Rewrite the material below as a two-column CSV whose columns are named input and output. Give one row per text and its answer, put each in a single quoted field with line breaks turned into spaces, and leave the pictures out.

## Begin

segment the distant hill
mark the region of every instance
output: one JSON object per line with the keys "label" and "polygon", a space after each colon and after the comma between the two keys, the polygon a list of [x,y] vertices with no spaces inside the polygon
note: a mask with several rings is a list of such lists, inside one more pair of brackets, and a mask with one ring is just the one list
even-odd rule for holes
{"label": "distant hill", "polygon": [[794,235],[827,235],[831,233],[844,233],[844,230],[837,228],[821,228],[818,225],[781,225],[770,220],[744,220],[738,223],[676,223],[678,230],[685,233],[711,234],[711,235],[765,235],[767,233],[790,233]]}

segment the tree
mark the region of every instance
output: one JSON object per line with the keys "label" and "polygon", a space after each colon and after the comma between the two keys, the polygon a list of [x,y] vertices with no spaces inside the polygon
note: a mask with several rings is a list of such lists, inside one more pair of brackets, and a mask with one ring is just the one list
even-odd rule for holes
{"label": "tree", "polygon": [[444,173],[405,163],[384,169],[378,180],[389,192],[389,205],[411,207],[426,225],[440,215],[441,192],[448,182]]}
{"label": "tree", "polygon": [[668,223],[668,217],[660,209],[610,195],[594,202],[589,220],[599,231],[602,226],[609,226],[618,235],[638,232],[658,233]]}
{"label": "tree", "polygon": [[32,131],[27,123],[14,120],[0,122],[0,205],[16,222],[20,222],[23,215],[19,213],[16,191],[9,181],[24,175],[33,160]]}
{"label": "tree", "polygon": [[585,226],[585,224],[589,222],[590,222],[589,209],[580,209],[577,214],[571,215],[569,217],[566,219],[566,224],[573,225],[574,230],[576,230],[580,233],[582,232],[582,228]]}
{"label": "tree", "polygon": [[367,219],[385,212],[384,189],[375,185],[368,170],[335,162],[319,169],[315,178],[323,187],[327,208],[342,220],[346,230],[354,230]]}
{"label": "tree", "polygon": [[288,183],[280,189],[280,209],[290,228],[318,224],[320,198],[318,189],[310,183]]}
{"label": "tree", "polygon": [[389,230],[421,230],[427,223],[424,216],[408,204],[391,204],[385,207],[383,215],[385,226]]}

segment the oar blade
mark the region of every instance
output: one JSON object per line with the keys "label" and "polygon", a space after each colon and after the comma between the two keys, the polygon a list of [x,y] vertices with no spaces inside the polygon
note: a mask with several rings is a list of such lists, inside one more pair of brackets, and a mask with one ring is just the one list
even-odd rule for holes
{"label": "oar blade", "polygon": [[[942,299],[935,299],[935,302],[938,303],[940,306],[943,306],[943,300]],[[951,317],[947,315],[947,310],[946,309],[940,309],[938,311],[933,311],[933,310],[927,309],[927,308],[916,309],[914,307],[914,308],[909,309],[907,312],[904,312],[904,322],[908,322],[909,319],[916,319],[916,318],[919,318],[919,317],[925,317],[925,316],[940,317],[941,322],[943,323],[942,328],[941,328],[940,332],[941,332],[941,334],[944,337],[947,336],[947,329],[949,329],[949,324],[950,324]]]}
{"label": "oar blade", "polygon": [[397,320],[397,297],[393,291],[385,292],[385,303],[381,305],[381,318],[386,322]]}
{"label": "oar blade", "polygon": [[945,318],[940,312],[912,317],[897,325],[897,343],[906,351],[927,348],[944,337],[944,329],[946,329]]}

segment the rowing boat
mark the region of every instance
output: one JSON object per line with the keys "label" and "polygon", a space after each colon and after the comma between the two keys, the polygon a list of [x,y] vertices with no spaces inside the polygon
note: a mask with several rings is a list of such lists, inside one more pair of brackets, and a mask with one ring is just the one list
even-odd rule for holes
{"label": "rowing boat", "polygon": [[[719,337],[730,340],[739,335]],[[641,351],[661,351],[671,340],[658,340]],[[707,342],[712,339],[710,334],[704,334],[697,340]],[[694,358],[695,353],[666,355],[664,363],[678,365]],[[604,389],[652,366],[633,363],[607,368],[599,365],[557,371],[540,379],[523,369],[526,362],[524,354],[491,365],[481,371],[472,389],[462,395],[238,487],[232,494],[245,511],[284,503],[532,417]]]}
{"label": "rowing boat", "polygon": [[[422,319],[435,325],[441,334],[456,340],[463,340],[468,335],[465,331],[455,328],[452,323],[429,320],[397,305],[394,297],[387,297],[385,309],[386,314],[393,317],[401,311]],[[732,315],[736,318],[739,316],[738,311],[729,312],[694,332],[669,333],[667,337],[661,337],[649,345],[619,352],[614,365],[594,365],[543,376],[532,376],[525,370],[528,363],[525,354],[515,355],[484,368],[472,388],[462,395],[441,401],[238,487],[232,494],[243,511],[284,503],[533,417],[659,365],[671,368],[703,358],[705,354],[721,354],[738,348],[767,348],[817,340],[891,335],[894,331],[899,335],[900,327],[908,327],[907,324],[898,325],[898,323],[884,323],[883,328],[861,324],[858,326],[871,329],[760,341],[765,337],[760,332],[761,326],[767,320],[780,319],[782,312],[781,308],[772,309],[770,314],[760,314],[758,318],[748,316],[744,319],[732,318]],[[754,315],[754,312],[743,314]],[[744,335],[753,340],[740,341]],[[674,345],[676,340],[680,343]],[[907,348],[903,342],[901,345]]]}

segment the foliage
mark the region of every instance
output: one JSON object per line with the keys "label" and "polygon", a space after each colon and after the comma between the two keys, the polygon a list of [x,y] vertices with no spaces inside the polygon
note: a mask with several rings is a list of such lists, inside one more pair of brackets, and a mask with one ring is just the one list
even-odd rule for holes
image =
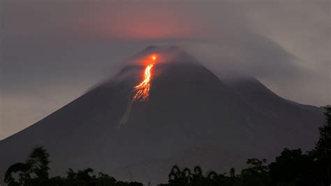
{"label": "foliage", "polygon": [[[331,178],[331,107],[325,107],[326,123],[320,129],[316,147],[307,154],[300,149],[284,148],[274,162],[249,159],[248,167],[236,175],[233,168],[228,173],[203,172],[197,166],[191,170],[175,165],[168,175],[168,183],[159,186],[305,186],[330,185]],[[137,182],[117,181],[112,176],[92,169],[69,169],[66,177],[49,178],[49,155],[43,147],[34,149],[24,162],[10,166],[4,181],[8,186],[142,186]]]}

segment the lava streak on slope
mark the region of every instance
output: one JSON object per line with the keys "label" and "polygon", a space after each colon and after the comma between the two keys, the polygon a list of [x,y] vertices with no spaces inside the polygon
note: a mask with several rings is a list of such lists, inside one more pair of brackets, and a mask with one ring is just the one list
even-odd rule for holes
{"label": "lava streak on slope", "polygon": [[145,69],[144,78],[142,81],[139,85],[134,87],[136,92],[132,99],[132,101],[138,99],[142,101],[146,101],[148,99],[149,96],[149,89],[151,87],[152,69],[154,66],[156,56],[153,55],[151,56],[151,59],[152,61],[147,62],[148,64]]}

## End

> [Answer to the task]
input,output
"segment the distant hill mark the region of every instance output: one JSON object per line with the keys ""label"" and ""polygon"", a space after each colon and after the comma between the two keys, the polygon a list of [x,y] vertices with no spaces inside the polygon note: a mask with several rings is a list of such lists, inside one more pair of brackets, and a mask with one ring is just the one list even-odd rule for holes","{""label"": ""distant hill"", ""polygon"": [[794,235],[827,235],[831,233],[844,233],[844,230],[837,228],[821,228],[818,225],[781,225],[770,220],[744,220],[738,223],[676,223],[678,230],[685,233],[711,234],[711,235],[765,235],[767,233],[790,233]]}"
"segment the tree mark the region of every instance output: one JSON object per line with the keys ""label"" and ""polygon"", a space after each colon and after the comma between the two keys, the polygon a list of [x,y] vertices with no spaces inside the polygon note: a mask with several rings is a list of such lists, inside one more pair of brackets, and a mask with one ring is just the one list even-odd rule for holes","{""label"": ""tree"", ""polygon"": [[444,173],[405,163],[384,169],[378,180],[389,192],[389,205],[411,207],[426,225],[440,215],[441,192],[448,182]]} {""label"": ""tree"", ""polygon"": [[668,223],[668,217],[660,209],[610,195],[594,202],[589,220],[599,231],[602,226],[609,226],[618,235],[638,232],[658,233]]} {""label"": ""tree"", ""polygon"": [[32,131],[27,123],[14,120],[0,122],[0,205],[16,222],[20,222],[23,215],[19,213],[16,191],[9,181],[24,175],[33,160]]} {""label"": ""tree"", ""polygon"": [[585,226],[585,224],[589,222],[590,222],[589,209],[580,209],[577,214],[571,215],[569,217],[566,219],[566,224],[573,225],[574,230],[576,230],[580,233],[582,232],[582,228]]} {""label"": ""tree"", ""polygon"": [[367,219],[385,212],[384,189],[375,185],[368,170],[335,162],[319,169],[315,178],[323,187],[327,208],[342,220],[346,230],[354,230]]} {""label"": ""tree"", ""polygon"": [[288,183],[280,189],[280,209],[290,228],[318,224],[320,198],[318,189],[310,183]]} {""label"": ""tree"", ""polygon"": [[389,230],[421,230],[427,223],[424,216],[408,204],[391,204],[385,207],[383,215],[385,226]]}"
"segment the oar blade mark the region of every instance output: one JSON object per line with the keys ""label"" and ""polygon"", a space after each colon and after the comma between the two keys, the polygon a list of [x,y] vertices with no spaces inside the polygon note: a mask with several rings is a list of such lists, inside one more pair of brackets, and a mask with one ring is just the one list even-odd rule for holes","{""label"": ""oar blade"", ""polygon"": [[[942,299],[935,299],[935,302],[938,303],[940,306],[943,306],[943,300]],[[951,317],[947,315],[947,310],[946,309],[940,309],[938,311],[933,311],[933,310],[927,309],[927,308],[916,309],[914,307],[914,308],[909,309],[907,312],[904,312],[904,322],[908,322],[909,319],[916,319],[916,318],[919,318],[919,317],[925,317],[925,316],[940,317],[941,322],[943,323],[942,328],[941,328],[940,332],[941,332],[941,334],[944,337],[947,336],[947,329],[949,329],[949,324],[950,324]]]} {""label"": ""oar blade"", ""polygon"": [[397,320],[397,297],[393,291],[385,292],[385,303],[381,305],[381,318],[386,322]]} {""label"": ""oar blade"", ""polygon"": [[945,318],[940,312],[912,317],[897,325],[897,343],[906,351],[927,348],[944,337],[944,329],[946,329]]}"
"segment the rowing boat mark the region of every instance output: one JSON object per line with the keys ""label"" and ""polygon"", a space after each colon and after the comma between the two keys, the polygon a list of [x,y] vertices with no spaces inside the polygon note: a mask with several rings is a list of such lists, inside one more pair of brackets, and a mask with one ring is just the one list even-odd rule for holes","{""label"": ""rowing boat"", ""polygon"": [[[719,337],[730,340],[739,335]],[[641,351],[661,351],[671,340],[658,340]],[[707,342],[712,339],[710,334],[704,334],[697,340]],[[694,358],[695,353],[666,355],[664,363],[678,365]],[[604,389],[652,366],[633,363],[607,368],[599,365],[557,371],[540,379],[523,369],[526,362],[524,354],[491,365],[481,371],[472,389],[462,395],[238,487],[232,494],[245,511],[284,503],[532,417]]]} {""label"": ""rowing boat"", ""polygon"": [[[422,319],[435,325],[441,334],[456,340],[463,340],[468,335],[465,331],[455,328],[452,323],[429,320],[397,305],[394,297],[387,297],[385,309],[386,314],[393,317],[401,311]],[[732,315],[736,318],[739,316],[738,311],[729,312],[694,332],[669,333],[667,337],[661,337],[649,345],[619,352],[614,365],[594,365],[543,376],[532,376],[525,370],[528,363],[525,354],[515,355],[484,368],[472,388],[462,395],[441,401],[238,487],[232,494],[243,511],[284,503],[533,417],[659,365],[671,368],[703,358],[705,354],[721,354],[738,348],[767,348],[817,340],[891,335],[894,331],[899,335],[900,327],[908,327],[907,324],[898,325],[898,323],[884,323],[883,328],[861,324],[858,326],[871,329],[760,341],[765,337],[760,332],[761,326],[767,320],[780,319],[782,312],[781,308],[772,309],[770,314],[760,314],[758,318],[748,316],[744,319],[732,318]],[[754,315],[754,312],[743,314]],[[744,335],[753,340],[740,341]],[[674,345],[676,340],[680,343]],[[907,348],[903,342],[901,345]]]}"
"segment the foliage mark the region of every instance output: one JSON object per line with the keys ""label"" and ""polygon"", a space after each colon and after the comma between the two keys, the polygon a list of [x,y] vertices with no spaces inside the polygon note: a mask with several rings is a list of such lists, inside one more pair of brackets, and a mask with one ring is just the one list even-odd rule for holes image =","{""label"": ""foliage"", ""polygon"": [[[331,178],[331,107],[325,107],[326,123],[320,129],[316,147],[307,154],[300,149],[284,148],[274,162],[249,159],[248,167],[236,175],[233,168],[228,173],[203,172],[197,166],[191,170],[175,165],[168,175],[168,183],[159,186],[305,186],[330,185]],[[137,182],[117,181],[112,176],[92,169],[69,169],[66,177],[49,178],[49,155],[43,147],[34,149],[24,162],[10,166],[4,181],[8,186],[142,186]]]}"
"segment the lava streak on slope mark the region of every instance output: one JSON object per line with the keys ""label"" and ""polygon"", a space after each colon and after the comma between the two keys, the polygon a list of [x,y] vertices with no spaces inside the polygon note: a mask with several rings is a list of such lists, inside one more pair of brackets, and a mask with one ring is just the one list even-odd rule for holes","{""label"": ""lava streak on slope"", ""polygon"": [[145,69],[144,78],[142,81],[139,85],[134,87],[136,92],[132,99],[132,101],[138,99],[142,101],[146,101],[148,99],[149,96],[149,89],[151,87],[152,69],[154,66],[156,56],[153,55],[151,56],[151,59],[152,61],[147,62],[148,64]]}"